*EXERCISE GOAL*
Copy every line of the material below exactly.

*GIVEN ENTRIES*
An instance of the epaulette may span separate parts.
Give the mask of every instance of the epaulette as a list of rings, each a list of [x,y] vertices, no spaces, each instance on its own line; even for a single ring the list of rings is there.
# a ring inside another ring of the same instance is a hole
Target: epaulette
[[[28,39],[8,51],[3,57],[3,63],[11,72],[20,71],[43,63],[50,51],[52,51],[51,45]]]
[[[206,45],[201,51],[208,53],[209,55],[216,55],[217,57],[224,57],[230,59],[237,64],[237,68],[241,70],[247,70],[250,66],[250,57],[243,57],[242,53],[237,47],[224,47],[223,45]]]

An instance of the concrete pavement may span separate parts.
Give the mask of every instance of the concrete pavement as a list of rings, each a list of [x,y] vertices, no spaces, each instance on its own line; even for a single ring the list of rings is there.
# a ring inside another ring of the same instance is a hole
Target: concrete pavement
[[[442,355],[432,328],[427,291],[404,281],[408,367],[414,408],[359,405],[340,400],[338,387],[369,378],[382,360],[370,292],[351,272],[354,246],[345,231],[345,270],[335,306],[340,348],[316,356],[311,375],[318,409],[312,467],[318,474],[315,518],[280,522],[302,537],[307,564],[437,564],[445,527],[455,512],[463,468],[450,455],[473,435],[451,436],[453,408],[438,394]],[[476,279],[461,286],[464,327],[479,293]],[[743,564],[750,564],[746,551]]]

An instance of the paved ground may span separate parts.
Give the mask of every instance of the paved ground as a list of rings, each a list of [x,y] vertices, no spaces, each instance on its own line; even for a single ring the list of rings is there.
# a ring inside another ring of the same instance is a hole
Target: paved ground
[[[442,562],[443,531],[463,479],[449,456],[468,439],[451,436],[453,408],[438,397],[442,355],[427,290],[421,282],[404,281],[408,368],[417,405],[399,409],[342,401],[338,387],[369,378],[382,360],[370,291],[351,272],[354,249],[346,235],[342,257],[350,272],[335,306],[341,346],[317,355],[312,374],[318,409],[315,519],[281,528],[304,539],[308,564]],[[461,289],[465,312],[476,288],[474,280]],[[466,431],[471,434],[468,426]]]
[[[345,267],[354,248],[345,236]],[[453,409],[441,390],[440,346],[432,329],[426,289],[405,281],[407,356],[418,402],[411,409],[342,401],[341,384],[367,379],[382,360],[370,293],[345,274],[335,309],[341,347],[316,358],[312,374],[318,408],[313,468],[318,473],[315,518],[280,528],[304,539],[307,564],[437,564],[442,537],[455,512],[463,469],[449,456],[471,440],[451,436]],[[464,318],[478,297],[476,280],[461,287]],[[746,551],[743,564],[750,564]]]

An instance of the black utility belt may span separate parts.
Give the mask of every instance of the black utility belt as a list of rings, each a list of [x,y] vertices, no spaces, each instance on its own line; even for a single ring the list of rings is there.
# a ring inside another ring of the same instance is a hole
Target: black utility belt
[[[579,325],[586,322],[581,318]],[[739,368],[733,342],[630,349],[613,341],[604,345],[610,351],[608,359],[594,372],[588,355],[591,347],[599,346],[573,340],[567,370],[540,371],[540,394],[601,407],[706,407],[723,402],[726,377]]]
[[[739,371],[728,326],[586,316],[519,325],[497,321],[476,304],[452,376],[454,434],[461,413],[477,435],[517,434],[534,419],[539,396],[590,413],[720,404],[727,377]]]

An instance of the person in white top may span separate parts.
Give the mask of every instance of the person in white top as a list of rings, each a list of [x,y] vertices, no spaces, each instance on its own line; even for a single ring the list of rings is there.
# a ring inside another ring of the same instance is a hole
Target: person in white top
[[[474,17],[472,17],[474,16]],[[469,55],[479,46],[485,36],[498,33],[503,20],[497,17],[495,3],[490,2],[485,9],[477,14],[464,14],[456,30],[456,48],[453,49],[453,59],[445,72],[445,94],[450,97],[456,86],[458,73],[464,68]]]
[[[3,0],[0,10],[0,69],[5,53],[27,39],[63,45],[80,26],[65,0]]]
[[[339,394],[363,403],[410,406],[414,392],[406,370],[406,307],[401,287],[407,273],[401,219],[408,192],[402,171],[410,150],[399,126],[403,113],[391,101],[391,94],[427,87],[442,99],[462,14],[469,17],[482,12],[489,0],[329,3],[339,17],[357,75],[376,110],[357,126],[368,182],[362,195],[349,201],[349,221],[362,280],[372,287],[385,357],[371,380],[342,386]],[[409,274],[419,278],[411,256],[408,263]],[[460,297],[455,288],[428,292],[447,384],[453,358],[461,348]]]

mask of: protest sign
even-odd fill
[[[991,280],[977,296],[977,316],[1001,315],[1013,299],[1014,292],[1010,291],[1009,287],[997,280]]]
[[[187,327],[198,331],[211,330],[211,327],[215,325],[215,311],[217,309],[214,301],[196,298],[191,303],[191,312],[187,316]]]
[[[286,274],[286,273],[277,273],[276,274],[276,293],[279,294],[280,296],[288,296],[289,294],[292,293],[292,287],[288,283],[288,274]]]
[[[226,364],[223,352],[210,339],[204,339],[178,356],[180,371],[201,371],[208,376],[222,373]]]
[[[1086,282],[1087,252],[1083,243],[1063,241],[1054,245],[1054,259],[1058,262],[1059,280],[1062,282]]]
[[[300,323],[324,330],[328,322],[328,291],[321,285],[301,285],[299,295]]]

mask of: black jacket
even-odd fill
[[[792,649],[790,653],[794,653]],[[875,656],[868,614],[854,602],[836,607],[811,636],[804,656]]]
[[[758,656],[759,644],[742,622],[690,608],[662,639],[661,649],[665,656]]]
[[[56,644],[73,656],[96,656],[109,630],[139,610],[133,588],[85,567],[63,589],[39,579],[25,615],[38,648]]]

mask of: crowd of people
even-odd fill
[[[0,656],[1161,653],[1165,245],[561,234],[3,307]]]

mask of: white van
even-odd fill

*SOLUTION TO THIS EXERCISE*
An instance of the epaulette may span separate parts.
Give the mask of every instance of the epaulette as a list of rings, each a list of [x,y] vertices, no spaces, each instance on its own line; even for a single ring the list of rings is there.
# a ring inside another ring of the same instance is a hole
Target: epaulette
[[[28,39],[8,51],[3,57],[3,63],[11,72],[20,71],[43,63],[50,51],[52,51],[51,45]]]
[[[206,45],[201,51],[208,53],[209,55],[216,55],[217,57],[224,57],[230,59],[237,64],[237,68],[241,70],[247,70],[250,66],[250,57],[243,57],[242,53],[237,47],[224,47],[223,45]]]

An instance of the concrete pavement may span separate parts.
Give the mask of every instance of the concrete pavement as a list of rings, each a list of [x,y] vertices, no spaces, each instance on its own line; even for a single ring the list of rings is there.
# a ring inside another ring of the same instance is a hole
Target: concrete pavement
[[[442,355],[432,328],[427,291],[404,281],[408,367],[414,408],[359,405],[340,400],[338,387],[369,378],[382,360],[370,292],[351,272],[354,246],[345,231],[345,270],[335,306],[340,348],[316,356],[311,375],[318,409],[312,467],[318,474],[315,518],[280,522],[302,537],[307,564],[437,564],[445,527],[455,512],[463,468],[450,455],[473,435],[451,436],[453,408],[438,394]],[[476,279],[461,286],[464,327],[479,293]],[[743,564],[750,564],[746,551]]]

An instance of the paved ground may span separate parts.
Give the mask of every instance of the paved ground as a list of rings, each a list of [x,y] vertices, no spaces, each instance on its own line; even for a single ring the list of rings is there.
# a ring inside another ring of the same instance is a hole
Target: paved ground
[[[442,562],[443,531],[463,479],[449,456],[468,439],[451,436],[453,408],[438,397],[442,355],[427,290],[421,282],[404,281],[408,368],[417,405],[399,409],[342,401],[338,387],[369,378],[382,360],[370,291],[351,272],[354,249],[346,235],[342,257],[350,272],[335,306],[341,346],[317,355],[312,374],[318,409],[315,519],[281,528],[304,539],[308,564]],[[461,289],[465,312],[476,288],[474,280]],[[466,431],[471,434],[468,426]]]
[[[345,267],[354,248],[345,236]],[[453,409],[441,390],[440,346],[432,329],[426,289],[405,281],[407,356],[418,402],[411,409],[342,401],[341,384],[367,379],[382,360],[370,293],[345,274],[335,309],[341,347],[316,358],[312,374],[318,408],[313,468],[318,473],[315,518],[280,528],[304,539],[307,564],[437,564],[442,537],[455,512],[463,469],[449,456],[471,440],[451,436]],[[464,318],[478,297],[476,280],[461,287]],[[746,551],[743,564],[750,564]]]

An instance of the black utility belt may span separate parts.
Give the mask of every instance of the black utility belt as a list of rings, each a list of [x,y] vertices, no spaces, each instance on its own line; even for a single ring the list of rings is there.
# a ring inside another ring of the same instance is a hole
Target: black utility belt
[[[579,325],[586,322],[581,318]],[[739,368],[733,342],[630,349],[613,341],[604,345],[610,351],[608,359],[594,372],[588,355],[591,347],[599,346],[573,340],[567,370],[540,371],[540,394],[601,407],[706,407],[723,402],[726,377]]]
[[[739,371],[728,326],[586,316],[519,325],[497,321],[476,304],[452,376],[454,434],[461,413],[477,435],[517,434],[534,419],[539,396],[590,413],[720,404],[727,377]]]

An instance of the person in white top may span separate parts.
Give the mask of every instance of the person in white top as a list of rings, each a list of [x,y] vertices, no spaces, each instance on its own line; even for a single ring the list of rings is there.
# a ring inside another ring of the same instance is a hole
Target: person in white top
[[[474,17],[472,17],[474,16]],[[469,55],[479,46],[485,36],[498,33],[503,20],[497,17],[495,3],[490,2],[485,9],[477,14],[464,14],[456,30],[456,48],[453,49],[453,59],[445,72],[445,94],[450,97],[456,86],[458,73],[464,68]]]
[[[3,0],[0,10],[0,69],[5,53],[27,39],[63,45],[80,26],[65,0]]]
[[[339,394],[363,403],[410,406],[414,392],[406,370],[406,307],[401,287],[407,273],[401,219],[408,192],[402,171],[410,150],[399,126],[403,113],[391,101],[391,94],[427,87],[442,99],[462,14],[469,17],[482,12],[489,0],[329,3],[339,17],[357,75],[376,110],[357,126],[368,182],[362,195],[349,201],[349,221],[362,280],[372,287],[385,357],[371,380],[342,386]],[[409,274],[419,278],[411,256],[408,263]],[[460,297],[455,288],[428,292],[447,384],[453,358],[461,348]]]

mask of: protest sign
even-odd fill
[[[991,280],[977,296],[977,316],[1001,315],[1013,299],[1014,292],[1010,291],[1009,287],[997,280]]]
[[[187,327],[198,331],[211,330],[211,327],[215,325],[215,311],[217,309],[214,301],[196,298],[191,303],[191,312],[187,316]]]
[[[286,274],[286,273],[277,273],[276,274],[276,293],[279,294],[280,296],[288,296],[289,294],[292,293],[292,287],[288,283],[288,274]]]
[[[226,364],[223,352],[210,339],[204,339],[178,356],[180,371],[201,371],[208,376],[222,373]]]
[[[1086,282],[1087,252],[1083,243],[1063,241],[1054,245],[1054,259],[1058,262],[1059,280],[1062,282]]]
[[[300,323],[324,330],[328,322],[328,291],[321,285],[301,285],[299,295]]]

mask of: black jacket
even-odd fill
[[[792,649],[790,653],[794,653]],[[875,656],[868,614],[854,602],[836,607],[811,636],[804,656]]]
[[[758,656],[759,644],[742,622],[690,608],[662,639],[661,649],[665,656]]]
[[[56,644],[73,656],[96,656],[109,630],[139,610],[133,588],[85,567],[63,589],[39,579],[25,615],[38,648]]]

mask of: crowd of people
even-odd fill
[[[0,656],[1161,653],[1165,245],[561,234],[3,307]]]

mask of: white van
even-odd fill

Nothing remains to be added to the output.